- [Aufgaben]:
1. Schreiben Sie aus dem Artikel über die Görlitzer Initiative den Abschnitt von „Gruppenbild mit Landrat“ bis einschließlich „bei Behördengängen teilen.“ wortgetreu ab.
2. An welcher Hochschule studieren laut dem Artikel über die Görlitzer Initiative einige der Initiatoren von „Görlitz Calling“?
3. Führen Sie den Artikel über die Görlitzer Initiative nach seinem letzten Satz weiter.

Gruppenbild mit Landrat Stephan Meyer
Was tun um Ausländern das Ankommen in Görlitz zu erleichtern? Ausländische Fachkräfte haben ihre Vorschläge beim Landrat Stephan Meyer (CDU) vorgestellt. Bildrechte: MDR/Martin Kliemank

Initiative Ausländer in Görlitz wollen Willkommenskultur fördern

05. Juni 2024, 06:00 Uhr

Die Initiatoren von "Görlitz Calling" studieren an der Hochschule Zittau-Görlitz, forschen am Zentrum für datenintensive Systemforschung (Casus) oder arbeiten für Firmen wir Siemens Energy oder Zeiss Digital Innovation. Unter ihnen sind Nepalesen, Iraner und Inder. Viele leben seit mehreren Jahren in Görlitz. Sie wollen ihre Erfahrungen beim Ankommen und bei Behördengängen teilen.

- [Angezeigte Daten]:
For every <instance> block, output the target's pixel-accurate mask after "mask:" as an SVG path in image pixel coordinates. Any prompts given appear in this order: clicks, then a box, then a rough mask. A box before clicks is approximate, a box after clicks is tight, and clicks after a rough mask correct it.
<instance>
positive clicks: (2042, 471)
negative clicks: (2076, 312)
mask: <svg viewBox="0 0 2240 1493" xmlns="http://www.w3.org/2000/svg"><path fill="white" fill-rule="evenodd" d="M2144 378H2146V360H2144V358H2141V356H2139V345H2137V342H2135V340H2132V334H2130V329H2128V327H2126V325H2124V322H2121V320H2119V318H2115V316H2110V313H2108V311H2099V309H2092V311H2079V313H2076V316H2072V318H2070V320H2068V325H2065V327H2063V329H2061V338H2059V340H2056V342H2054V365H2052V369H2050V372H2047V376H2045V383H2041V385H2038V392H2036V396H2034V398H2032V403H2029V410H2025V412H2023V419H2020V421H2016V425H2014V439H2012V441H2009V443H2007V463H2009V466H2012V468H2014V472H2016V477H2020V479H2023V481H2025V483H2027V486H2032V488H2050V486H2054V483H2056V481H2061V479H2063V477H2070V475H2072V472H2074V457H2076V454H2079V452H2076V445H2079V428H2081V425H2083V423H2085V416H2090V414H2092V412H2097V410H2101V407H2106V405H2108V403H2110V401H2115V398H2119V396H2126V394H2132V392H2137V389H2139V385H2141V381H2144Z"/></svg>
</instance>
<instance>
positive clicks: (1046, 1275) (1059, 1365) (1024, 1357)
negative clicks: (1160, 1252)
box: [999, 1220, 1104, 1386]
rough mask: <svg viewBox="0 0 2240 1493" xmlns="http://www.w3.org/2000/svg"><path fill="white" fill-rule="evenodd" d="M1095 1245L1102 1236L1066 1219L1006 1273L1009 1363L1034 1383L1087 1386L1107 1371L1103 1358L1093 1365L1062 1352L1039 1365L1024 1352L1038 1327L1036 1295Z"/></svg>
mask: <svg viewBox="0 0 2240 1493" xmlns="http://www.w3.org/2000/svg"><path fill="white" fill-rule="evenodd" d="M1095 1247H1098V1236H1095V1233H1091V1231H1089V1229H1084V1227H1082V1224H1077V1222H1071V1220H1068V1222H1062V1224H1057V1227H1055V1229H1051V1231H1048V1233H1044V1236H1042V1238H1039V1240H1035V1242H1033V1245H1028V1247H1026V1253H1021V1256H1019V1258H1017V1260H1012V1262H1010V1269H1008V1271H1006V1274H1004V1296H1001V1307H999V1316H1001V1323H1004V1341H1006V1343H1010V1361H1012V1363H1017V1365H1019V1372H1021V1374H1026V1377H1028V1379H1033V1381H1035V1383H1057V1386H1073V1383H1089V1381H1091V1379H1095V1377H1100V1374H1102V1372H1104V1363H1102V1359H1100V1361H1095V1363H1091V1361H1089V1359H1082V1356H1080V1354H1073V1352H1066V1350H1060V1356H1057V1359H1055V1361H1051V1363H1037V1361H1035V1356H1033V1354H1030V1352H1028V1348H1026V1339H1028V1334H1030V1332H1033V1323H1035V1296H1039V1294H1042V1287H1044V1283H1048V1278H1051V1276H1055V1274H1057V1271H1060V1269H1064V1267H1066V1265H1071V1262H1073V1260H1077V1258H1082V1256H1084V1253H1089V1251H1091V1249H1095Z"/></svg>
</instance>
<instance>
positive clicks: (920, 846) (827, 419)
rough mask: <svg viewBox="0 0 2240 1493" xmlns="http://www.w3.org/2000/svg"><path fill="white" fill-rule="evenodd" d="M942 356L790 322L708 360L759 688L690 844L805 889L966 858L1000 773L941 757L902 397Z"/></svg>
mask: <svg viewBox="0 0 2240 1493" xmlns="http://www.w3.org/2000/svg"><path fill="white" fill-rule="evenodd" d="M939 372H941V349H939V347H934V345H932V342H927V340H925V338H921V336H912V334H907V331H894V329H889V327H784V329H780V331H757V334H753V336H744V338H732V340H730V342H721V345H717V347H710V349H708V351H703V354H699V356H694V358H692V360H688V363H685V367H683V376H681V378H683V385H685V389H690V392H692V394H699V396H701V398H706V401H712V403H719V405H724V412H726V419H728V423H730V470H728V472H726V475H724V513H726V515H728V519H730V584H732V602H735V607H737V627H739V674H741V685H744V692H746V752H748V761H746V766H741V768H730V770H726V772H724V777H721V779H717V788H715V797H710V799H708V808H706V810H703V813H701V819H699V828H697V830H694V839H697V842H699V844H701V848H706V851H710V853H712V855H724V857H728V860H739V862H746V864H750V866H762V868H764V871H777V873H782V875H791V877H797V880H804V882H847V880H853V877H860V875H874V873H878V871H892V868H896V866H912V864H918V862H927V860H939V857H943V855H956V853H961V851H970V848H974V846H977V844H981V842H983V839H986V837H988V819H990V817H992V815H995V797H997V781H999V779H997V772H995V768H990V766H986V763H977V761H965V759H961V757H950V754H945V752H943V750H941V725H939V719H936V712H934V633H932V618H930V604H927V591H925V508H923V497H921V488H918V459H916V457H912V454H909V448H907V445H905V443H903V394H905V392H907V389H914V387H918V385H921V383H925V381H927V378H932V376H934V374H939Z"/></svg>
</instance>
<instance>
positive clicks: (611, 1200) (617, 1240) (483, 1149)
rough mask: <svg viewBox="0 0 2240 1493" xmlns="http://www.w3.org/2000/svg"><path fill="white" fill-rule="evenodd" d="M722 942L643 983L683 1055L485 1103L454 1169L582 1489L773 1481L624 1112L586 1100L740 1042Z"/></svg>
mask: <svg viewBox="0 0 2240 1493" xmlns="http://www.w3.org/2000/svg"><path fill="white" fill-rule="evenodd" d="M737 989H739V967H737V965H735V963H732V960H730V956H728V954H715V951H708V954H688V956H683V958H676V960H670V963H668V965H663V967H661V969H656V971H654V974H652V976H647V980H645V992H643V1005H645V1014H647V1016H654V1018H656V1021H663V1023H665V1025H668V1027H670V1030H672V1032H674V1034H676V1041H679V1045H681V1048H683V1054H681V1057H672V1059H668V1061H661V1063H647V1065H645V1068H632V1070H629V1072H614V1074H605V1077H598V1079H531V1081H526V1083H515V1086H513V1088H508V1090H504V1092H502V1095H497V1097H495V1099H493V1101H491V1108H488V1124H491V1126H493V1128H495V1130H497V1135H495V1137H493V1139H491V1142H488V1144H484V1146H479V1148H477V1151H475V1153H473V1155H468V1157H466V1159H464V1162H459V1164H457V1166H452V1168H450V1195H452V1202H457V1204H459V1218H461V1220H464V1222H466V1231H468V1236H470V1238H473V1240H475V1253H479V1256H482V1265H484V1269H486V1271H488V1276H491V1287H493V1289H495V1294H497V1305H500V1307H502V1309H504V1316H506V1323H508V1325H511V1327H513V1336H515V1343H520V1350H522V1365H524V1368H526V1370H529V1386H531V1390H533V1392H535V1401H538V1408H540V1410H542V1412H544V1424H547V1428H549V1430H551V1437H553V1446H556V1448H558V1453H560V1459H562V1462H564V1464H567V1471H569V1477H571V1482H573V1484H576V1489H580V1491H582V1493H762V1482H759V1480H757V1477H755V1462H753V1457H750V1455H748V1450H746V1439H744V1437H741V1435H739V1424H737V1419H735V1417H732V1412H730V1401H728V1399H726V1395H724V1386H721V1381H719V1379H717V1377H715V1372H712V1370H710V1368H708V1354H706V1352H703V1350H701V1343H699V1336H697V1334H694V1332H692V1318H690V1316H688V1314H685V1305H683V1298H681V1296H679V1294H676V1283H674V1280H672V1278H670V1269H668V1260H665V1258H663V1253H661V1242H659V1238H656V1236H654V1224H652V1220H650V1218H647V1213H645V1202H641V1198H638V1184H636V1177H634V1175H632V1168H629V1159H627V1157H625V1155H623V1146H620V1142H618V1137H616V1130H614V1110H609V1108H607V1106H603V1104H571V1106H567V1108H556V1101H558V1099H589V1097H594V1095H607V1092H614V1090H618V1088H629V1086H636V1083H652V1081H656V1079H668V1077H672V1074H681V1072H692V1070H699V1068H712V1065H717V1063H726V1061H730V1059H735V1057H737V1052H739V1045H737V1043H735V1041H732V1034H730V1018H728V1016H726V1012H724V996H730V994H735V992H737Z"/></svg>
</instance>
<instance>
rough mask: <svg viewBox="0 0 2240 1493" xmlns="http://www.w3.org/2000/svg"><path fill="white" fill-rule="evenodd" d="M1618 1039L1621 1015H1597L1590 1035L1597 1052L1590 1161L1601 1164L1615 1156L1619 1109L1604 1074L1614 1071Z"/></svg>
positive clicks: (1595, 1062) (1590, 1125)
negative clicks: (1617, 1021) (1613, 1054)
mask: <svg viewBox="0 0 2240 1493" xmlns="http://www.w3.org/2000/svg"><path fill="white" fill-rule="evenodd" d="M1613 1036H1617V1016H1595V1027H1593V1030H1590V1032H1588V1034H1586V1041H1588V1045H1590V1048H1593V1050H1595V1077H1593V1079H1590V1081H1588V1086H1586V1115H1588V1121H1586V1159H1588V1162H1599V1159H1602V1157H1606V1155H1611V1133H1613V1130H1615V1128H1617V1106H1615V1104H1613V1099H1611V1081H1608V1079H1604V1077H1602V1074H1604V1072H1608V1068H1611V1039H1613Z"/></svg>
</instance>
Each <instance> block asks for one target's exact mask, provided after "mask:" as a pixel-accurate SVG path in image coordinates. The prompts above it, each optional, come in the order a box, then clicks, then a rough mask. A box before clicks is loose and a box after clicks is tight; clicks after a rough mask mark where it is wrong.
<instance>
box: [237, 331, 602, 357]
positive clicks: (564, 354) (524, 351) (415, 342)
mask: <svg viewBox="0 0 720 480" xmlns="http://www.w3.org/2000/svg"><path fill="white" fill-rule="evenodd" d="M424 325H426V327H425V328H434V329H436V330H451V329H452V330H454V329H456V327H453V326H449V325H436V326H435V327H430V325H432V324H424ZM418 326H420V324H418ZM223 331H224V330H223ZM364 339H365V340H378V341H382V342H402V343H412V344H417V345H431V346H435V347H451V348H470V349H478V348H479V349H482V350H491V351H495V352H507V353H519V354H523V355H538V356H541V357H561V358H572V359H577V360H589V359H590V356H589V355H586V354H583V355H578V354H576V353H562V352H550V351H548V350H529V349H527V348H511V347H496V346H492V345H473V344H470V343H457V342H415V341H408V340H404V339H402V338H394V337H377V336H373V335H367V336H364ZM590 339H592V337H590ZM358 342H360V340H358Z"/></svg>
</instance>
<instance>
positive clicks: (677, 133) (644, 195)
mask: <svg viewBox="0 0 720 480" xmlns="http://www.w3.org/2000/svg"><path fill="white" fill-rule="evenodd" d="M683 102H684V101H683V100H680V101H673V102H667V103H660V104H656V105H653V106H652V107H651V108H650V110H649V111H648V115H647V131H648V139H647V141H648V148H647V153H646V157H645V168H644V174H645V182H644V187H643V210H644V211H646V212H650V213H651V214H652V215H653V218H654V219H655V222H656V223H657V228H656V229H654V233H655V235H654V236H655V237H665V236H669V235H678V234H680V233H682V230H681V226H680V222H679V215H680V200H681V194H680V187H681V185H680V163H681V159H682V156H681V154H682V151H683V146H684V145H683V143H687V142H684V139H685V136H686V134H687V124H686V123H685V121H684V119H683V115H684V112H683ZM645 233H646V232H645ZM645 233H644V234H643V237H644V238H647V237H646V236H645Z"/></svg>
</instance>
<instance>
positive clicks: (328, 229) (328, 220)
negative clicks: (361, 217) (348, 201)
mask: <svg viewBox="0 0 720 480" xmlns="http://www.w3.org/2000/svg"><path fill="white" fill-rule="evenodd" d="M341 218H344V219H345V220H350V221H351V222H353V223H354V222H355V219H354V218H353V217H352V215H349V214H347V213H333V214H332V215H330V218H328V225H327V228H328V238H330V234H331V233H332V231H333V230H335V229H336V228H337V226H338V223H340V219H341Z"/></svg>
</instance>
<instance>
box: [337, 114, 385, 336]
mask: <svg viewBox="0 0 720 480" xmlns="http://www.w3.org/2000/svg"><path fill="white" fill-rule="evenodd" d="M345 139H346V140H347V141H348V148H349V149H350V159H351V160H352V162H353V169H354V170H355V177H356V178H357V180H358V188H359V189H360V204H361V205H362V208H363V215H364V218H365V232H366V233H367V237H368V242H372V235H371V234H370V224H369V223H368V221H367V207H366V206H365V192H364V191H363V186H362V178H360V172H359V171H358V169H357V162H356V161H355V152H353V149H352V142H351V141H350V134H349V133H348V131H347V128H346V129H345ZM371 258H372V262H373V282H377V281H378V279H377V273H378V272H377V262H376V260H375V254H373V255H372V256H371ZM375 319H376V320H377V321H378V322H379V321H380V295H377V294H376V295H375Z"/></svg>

- [Antworten]:
1.
Gruppenbild mit Landrat Stephan Meyer
Was tun um Ausländern das Ankommen in Görlitz zu erleichtern? Ausländische Fachkräfte haben ihre Vorschläge beim Landrat Stephan Meyer (CDU) vorgestellt. Bildrechte: MDR/Martin Kliemank

Initiative Ausländer in Görlitz wollen Willkommenskultur fördern

05. Juni 2024, 06:00 Uhr

Die Initiatoren von "Görlitz Calling" studieren an der Hochschule Zittau-Görlitz, forschen am Zentrum für datenintensive Systemforschung (Casus) oder arbeiten für Firmen wir Siemens Energy oder Zeiss Digital Innovation. Unter ihnen sind Nepalesen, Iraner und Inder. Viele leben seit mehreren Jahren in Görlitz. Sie wollen ihre Erfahrungen beim Ankommen und bei Behördengängen teilen.

2. An der Hochschule Zittau-Görlitz.

3.
"Görlitz Calling" hat die Gruppe von acht Männern ein Papier überschrieben, das sie Landrat Stephan Meyer (CDU) überreichen. Es gehe ihnen darum, Görlitz für ausländische Talente attraktiver zu machen und die, die schon hier sind, zu halten, erklärt Gaurav Garttan. Der IT-Spezialist aus Indien lebt seit viereinhalb Jahren in Görlitz. Er managt Softwareprojekte bei Zeiss Digital Innovation. Seinen Masterabschluss hat er an der Uni in Magdeburg gemacht. Aus dem Vergleich weiß er: Görlitz hat Reserven.

Von anderen Städten lernen

Magdeburg habe verstanden: "Wenn die Stadt wirtschaftlich wachsen will, müssen ausländische Studenten in die Stadtgesellschaft integriert werden", berichtet Garttan. In Görlitz aber erlebe er wenig Interesse am Austausch. "Die Leute, die in der Stadt wohnen, kommunizieren nicht mit uns", beklagt der Inder. "Ich würde mich freuen, wenn die Leute mich auf der Straße ansprechen und fragen, was ich hier mache und warum ich hier bin. Das würde uns mehr in die Richtung eines Zusammenlebens bringen."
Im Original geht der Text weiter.